▸ **AUFGABE 1**:
Beantworte die folgenden Fragen zum Lesetext unten jeweils auf einer eigenen Zeile:
(a) In welchem Heimatort findet Tugce Albayrak ihre letzte Ruhestätte?
(b) Welche Farbe hat das Moschee-Gebäude in Wächtersbach?
(c) Wann und wo fiel sie nach einer Prügelattacke ins Koma?

▸ **LESETEXT**:
☆ ☆ ☆ ☆
Abschied von Tugce Albayrak

Rund 1500 Menschen erweisen der getöteten Studentin die letzte Ehre

  • Lesedauer: 3 Min.
Familie und Freunde versammelten sich in großem Schmerz. Tugce Albayrak, die auf tragische Weise starb, findet in ihrem Heimatort Bad Soden-Salmünster die letzte Ruhestätte.

Der traurige Abschied von Tugce Albayrak beginnt in einem schmucklosen Gewerbegebiet von Wächtersbach. Dort steht neben einer Holzwerkstatt und Bahngleisen das gelbe Moschee-Gebäude des Türkisch-Islamischen Kulturvereins (Ditib). Das grau-kalte Wetter verstärkt die bedrückende Atmosphäre, die heute in diesem Ort herrscht. Im Freien bahren Helfer den dunkelbraunen, geschmückten Sarg mit dem Leichnam der jungen Lehramtsstudentin auf. Viele der rund 1000 Trauergäste weinen, als ein Gebet für Tugce gesprochen wird. Sie war nach einer Prügelattacke Mitte November in Offenbach ins Koma gefallen und nicht mehr erwacht.
☆ ☆ ☆ ☆
▸ **AUFGEFÜHRTE EINTRÄGE**:
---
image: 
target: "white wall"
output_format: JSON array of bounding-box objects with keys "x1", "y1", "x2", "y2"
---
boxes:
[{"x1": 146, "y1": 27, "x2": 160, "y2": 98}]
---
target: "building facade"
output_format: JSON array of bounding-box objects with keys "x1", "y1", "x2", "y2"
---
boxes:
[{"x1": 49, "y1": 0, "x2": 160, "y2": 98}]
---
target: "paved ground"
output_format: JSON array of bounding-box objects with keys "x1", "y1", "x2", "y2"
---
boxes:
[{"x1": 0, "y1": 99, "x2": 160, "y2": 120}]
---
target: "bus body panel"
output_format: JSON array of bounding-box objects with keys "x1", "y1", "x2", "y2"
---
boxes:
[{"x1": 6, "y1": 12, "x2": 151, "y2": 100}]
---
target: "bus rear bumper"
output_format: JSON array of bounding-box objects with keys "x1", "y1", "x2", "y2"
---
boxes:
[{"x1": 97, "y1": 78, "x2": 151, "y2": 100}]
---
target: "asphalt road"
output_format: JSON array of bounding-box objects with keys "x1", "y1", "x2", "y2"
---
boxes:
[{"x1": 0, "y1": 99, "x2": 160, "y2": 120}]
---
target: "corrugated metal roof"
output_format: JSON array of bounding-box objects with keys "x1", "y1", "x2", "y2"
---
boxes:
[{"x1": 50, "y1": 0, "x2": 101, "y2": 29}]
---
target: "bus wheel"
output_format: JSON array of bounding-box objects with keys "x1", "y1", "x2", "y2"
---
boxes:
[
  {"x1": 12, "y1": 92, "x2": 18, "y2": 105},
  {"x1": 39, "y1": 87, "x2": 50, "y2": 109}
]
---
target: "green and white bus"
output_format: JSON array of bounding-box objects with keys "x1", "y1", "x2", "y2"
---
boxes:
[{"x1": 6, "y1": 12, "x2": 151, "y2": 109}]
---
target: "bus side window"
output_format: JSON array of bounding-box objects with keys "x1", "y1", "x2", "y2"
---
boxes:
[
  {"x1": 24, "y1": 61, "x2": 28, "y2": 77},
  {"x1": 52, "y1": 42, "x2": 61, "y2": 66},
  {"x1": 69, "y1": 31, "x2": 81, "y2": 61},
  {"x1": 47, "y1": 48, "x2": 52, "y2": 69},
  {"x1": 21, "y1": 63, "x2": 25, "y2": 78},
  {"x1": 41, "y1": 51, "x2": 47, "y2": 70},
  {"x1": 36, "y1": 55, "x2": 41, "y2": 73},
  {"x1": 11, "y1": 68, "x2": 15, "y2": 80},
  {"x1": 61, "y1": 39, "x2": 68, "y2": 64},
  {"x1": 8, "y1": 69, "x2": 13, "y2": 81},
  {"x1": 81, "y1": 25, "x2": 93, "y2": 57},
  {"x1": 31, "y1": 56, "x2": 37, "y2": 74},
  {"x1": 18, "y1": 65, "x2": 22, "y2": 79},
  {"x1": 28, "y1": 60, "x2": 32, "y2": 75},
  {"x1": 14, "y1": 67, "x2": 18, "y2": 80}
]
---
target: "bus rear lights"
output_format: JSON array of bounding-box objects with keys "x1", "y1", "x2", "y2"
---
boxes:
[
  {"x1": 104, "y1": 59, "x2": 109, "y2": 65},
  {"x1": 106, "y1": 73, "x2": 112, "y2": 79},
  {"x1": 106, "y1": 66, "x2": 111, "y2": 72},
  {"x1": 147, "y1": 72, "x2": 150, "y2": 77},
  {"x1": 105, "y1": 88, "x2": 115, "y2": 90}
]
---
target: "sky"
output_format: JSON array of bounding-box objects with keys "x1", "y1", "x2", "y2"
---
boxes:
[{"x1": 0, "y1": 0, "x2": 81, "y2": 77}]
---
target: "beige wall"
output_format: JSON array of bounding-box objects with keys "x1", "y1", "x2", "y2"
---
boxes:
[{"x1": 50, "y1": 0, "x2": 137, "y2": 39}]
☆ ☆ ☆ ☆
▸ **AUFGABE 2**: Zähle, wie viele Zeilen der Einträge die Zeichenfolge „wall“ enthalten, und nenne nur diese Zahl.

▸ **VOLLSTÄNDIGE ANTWORT 1**:
(a) In Bad Soden-Salmünster.
(b) Es ist gelb.
(c) Mitte November in Offenbach.

▸ **VOLLSTÄNDIGE ANTWORT 2**: 2